Records of labeled boxes
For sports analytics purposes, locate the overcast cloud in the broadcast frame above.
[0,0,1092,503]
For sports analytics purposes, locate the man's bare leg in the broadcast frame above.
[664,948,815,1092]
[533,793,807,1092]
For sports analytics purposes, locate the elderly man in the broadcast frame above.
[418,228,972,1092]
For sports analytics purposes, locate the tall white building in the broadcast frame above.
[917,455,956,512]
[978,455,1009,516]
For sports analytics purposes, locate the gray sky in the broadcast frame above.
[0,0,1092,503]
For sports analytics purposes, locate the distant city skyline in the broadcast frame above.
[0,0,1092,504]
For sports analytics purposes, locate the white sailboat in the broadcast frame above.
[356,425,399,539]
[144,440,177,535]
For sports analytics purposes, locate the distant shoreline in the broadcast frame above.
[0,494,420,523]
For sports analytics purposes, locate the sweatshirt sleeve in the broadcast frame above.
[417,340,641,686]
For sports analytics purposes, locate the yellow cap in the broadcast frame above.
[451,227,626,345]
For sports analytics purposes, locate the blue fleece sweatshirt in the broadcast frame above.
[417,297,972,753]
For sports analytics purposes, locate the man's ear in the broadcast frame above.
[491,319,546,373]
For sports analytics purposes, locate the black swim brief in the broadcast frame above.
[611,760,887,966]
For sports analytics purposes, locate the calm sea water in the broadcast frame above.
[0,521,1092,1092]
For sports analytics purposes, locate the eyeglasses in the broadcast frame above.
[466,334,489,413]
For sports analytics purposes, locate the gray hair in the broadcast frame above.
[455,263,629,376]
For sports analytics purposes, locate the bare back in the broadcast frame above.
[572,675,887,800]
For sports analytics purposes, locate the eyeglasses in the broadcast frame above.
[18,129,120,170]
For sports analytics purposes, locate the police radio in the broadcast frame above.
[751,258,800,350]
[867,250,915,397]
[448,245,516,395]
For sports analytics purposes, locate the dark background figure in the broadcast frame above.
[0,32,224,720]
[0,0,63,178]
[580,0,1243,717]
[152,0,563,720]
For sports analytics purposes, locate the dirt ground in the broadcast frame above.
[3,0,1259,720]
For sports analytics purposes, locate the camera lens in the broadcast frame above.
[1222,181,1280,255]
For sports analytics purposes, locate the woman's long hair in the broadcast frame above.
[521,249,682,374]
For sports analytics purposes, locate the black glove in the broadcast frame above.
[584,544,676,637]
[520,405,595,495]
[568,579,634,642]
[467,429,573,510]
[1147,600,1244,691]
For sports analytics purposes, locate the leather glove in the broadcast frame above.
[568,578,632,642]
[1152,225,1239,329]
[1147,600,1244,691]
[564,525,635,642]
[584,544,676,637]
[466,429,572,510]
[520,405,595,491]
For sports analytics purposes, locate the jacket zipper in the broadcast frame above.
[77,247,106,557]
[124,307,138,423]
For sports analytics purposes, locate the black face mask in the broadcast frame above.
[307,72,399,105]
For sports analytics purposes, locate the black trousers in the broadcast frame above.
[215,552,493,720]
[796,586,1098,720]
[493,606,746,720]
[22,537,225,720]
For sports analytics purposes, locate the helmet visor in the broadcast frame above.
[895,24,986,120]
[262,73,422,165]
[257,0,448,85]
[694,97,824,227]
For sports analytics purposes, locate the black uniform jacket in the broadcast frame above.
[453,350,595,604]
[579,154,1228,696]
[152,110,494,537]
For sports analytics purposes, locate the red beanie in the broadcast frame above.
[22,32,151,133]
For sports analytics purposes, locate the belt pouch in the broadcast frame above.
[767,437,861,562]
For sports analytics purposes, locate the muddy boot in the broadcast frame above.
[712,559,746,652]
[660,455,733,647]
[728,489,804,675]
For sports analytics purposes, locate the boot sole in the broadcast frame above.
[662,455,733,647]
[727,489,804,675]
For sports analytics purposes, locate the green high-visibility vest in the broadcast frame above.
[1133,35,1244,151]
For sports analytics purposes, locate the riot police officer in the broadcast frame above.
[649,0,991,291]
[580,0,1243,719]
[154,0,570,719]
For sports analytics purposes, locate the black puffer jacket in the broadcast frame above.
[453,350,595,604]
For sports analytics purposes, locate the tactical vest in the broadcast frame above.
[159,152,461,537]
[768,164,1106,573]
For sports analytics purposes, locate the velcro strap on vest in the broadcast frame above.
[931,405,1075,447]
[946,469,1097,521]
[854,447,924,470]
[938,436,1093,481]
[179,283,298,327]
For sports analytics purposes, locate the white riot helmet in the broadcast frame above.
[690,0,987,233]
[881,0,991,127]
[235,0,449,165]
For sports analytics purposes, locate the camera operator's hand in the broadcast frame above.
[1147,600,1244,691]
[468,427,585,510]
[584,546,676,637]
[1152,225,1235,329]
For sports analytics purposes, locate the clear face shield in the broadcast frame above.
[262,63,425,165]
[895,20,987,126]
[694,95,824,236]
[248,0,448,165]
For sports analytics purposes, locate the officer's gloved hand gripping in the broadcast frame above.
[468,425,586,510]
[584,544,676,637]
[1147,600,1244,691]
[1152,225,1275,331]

Problem description: Give everything from the start of the entries down to the line containing "[978,455,1009,516]" as a Markdown table with the columns Row and Line. Number each row and leave out blank lines.

Solution:
| Row | Line |
|---|---|
| 1 | For sports analytics purposes, locate the overcast cloud in the broadcast frame above. |
| 2 | [0,0,1092,503] |
| 3 | For sports analytics purposes, locate the man's bare leg in the broadcast frame above. |
| 4 | [664,948,815,1092] |
| 5 | [533,793,807,1092] |
| 6 | For sports analytics purposes, locate the elderly man in the broadcast frame above. |
| 7 | [418,228,972,1092] |
| 8 | For sports analytics purposes, locate the tall white building in the broadcast frame above. |
| 9 | [917,455,956,512] |
| 10 | [978,455,1009,516] |